#### STATED TASK
For each statement below, say yes or no to whether the stick-length text agrees with it, and quote the words from the text that decide it. (a) No measurement of the stick ever comes out shorter than its true length. (b) For a Poisson, the mean is twice the variance. (c) Under the Poisson assumption, the last step in estimating L is adding the mean and the variance of y_{i}.

#### SOURCE
Bayesian deconvolution of stick lengths


Consider trying to determine the length of a straight stick. Instead of the measurement errors being clustered about zero, suppose the errors are known to be always positive, that is, no measurement ever underestimates the length of the stick. Such a stick is shown in the figure below.

StickPlusError

Basically, what’s observed is y_{i} = L + x_{i}, with x_{i} being a random variable such that x_{i} > 0.

This problem is actually equivalent to a class of others. For example, the figure below shows one. In this case there are actually M straight sticks, each of which have a length L_{j} and “errors in measurement” x_{i,j}. But what’s observed is a single length, y_{i}, as

y_{i} = \sum_{j=1}^{M} (L_{j} + x_{i,j}) = \sum_{j=1}^{M} L_{j} + \sum_{j=1}^{M} x_{i,j}

Here the overall length L = \sum_{j=1}^{M} L_{j} and what was called the added random variable before is x_{i} =  \sum_{j=1}^{M} x_{i,j}.

ArticulatedStickWithErrors

How would this be done. Well, L is constant so if, say, it was known how the measurement errors were distributed, then obtaining L is straightforward.

Suppose, for instance, that the x_{i} are distributed as a Poisson. Then, because the mean of a Poisson is equal to its variance, and because, for any random variable, X, and constant, c,

\text{VAR}[c + X] = \text{VAR}[X]

estimating L amounts to:

  1. calculating the mean of y_{i}
  2. calculating the variance of y_{i}
  3. taking their difference, or E[y_{i}] - \text{VAR}[y_{i}]

In some applications, the “randomness” of the x_{i} may be a descriptive approximation. For example, in percolation networks, the path length of a water particle through a closely packed and already wet section of sand of differing grain size can be thought of as it making a number of choices of turns about impeding grains, the net being that these appear as random errors of positive size, even if they are, in each instance specific and unchanging, even if not knowable. Such a path is shown in the figure below.

#### DATA EXTRACT
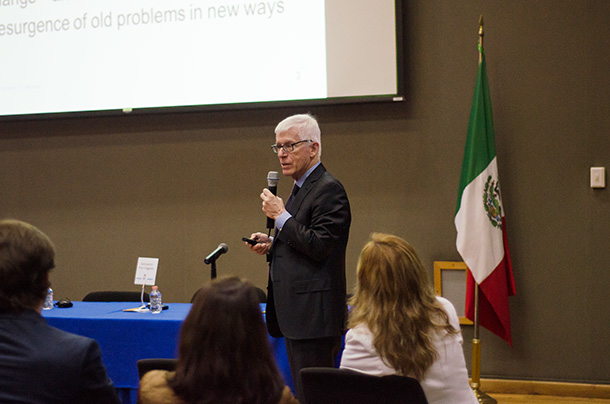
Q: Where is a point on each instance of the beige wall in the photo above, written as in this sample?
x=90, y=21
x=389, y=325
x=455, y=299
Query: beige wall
x=110, y=189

#### FINISHED ANSWER
(a) Yes: "no measurement ever underestimates the length of the stick"
(b) No: "the mean of a Poisson is equal to its variance"
(c) No: "taking their difference, or E[y_{i}] - \text{VAR}[y_{i}]"